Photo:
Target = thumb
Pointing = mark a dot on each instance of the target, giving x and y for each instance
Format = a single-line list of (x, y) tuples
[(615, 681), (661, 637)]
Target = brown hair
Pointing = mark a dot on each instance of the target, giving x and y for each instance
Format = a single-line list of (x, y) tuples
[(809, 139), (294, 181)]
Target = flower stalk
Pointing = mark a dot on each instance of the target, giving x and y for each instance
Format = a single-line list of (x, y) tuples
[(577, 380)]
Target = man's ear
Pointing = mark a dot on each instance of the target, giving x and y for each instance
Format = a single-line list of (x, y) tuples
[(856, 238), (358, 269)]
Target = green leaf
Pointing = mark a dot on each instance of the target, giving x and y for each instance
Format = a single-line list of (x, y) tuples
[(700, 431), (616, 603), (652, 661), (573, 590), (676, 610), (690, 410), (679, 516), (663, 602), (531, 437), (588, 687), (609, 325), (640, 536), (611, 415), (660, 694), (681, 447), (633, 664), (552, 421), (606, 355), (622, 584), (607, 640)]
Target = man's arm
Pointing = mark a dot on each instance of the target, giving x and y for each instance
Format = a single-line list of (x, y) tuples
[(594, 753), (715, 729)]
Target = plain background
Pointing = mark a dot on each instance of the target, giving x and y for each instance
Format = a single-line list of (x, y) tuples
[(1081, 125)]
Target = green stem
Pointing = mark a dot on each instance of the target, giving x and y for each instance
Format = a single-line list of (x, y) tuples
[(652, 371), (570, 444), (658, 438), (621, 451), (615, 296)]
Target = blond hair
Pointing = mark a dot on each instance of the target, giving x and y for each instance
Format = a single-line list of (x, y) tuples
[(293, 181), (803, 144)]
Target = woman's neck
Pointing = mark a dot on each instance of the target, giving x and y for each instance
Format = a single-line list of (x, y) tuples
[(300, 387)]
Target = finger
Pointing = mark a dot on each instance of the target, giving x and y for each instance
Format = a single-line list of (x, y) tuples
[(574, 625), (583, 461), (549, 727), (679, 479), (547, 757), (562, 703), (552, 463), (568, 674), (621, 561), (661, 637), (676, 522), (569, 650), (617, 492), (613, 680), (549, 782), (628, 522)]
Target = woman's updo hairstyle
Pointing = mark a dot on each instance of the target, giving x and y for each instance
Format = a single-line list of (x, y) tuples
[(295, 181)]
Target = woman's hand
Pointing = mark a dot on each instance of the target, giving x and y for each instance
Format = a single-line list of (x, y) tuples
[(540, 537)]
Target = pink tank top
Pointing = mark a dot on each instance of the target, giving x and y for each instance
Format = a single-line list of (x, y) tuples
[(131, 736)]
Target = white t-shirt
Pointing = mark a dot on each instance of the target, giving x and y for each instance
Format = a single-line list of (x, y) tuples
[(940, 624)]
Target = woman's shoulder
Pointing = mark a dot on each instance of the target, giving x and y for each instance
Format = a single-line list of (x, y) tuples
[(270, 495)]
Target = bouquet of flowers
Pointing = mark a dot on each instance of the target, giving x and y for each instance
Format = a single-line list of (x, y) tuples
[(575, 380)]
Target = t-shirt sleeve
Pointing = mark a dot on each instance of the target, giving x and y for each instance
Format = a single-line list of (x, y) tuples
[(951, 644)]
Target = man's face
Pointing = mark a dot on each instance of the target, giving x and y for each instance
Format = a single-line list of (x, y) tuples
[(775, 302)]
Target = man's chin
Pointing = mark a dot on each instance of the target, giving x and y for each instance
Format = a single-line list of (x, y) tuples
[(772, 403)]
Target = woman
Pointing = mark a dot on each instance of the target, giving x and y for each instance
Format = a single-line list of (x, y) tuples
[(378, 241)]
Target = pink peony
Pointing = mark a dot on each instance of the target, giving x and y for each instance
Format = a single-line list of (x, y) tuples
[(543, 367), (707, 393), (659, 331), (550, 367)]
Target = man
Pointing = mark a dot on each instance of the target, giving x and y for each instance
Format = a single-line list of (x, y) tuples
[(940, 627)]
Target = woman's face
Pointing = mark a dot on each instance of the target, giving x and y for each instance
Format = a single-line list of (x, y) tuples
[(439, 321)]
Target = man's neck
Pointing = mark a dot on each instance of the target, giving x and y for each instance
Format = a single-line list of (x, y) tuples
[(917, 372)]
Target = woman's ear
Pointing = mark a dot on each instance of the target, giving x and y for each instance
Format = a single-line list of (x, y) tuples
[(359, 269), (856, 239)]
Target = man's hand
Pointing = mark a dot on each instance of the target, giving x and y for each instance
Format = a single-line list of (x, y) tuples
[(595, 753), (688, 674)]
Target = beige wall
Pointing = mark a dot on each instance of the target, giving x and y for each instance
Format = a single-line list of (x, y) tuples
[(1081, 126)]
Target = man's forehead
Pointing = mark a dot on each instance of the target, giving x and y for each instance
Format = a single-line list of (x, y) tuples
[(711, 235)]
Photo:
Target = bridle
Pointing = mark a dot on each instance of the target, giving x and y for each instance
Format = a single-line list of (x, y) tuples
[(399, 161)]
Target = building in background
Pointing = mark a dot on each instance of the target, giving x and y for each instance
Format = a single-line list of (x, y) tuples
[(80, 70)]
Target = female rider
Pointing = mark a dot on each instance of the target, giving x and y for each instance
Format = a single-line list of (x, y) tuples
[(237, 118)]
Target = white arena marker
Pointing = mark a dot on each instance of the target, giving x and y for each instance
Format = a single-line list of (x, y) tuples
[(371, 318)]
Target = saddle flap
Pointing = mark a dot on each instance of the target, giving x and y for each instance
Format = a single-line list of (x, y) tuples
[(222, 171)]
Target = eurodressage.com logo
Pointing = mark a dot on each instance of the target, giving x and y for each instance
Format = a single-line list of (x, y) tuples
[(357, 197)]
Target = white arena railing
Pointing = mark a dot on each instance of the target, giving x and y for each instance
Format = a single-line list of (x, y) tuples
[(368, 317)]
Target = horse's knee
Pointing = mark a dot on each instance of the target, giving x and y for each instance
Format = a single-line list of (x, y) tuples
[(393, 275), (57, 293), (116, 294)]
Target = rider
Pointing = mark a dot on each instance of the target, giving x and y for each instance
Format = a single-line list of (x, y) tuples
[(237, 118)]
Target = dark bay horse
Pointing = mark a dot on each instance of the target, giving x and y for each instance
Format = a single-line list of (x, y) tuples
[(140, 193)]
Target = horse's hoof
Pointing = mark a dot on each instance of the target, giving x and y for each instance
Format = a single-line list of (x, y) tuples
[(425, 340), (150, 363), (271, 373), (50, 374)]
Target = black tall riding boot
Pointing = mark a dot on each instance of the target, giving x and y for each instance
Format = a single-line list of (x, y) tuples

——————————

◆ **INSTRUCTION**:
Starting at the line that contains "Target = white arena railing", write out every line to the end of the entries, exactly as given.

◆ **FINISHED EXERCISE**:
Target = white arena railing
Pointing = mark a dot on each instance of the target, giving x and y for each instance
Format = a single-line list of (x, y) tuples
[(368, 317)]
Target = horse's knee
Pointing = mark a dot on each instance of the target, giving x and y for each instance
Format = a single-line list of (x, y) tuples
[(393, 275), (57, 293), (116, 294)]
Target = rider
Pointing = mark a dot on each instance of the target, giving x and y for each instance
Format = a single-line list of (x, y) tuples
[(237, 118)]
Target = dark bay horse
Pointing = mark a dot on each instance of the target, giving x and y for each instance
Format = a single-line list of (x, y) tuples
[(140, 193)]
Target = horse's hoof
Pointing = mark a dot on each instance of the target, giving x and y for each instance
Format = a single-line list of (x, y) tuples
[(425, 340), (150, 363), (271, 373), (50, 374)]
Target = black tall riding boot
Pointing = mark a dot on each instance of the target, giving x and y for each instance
Format = a single-line list of (x, y) tuples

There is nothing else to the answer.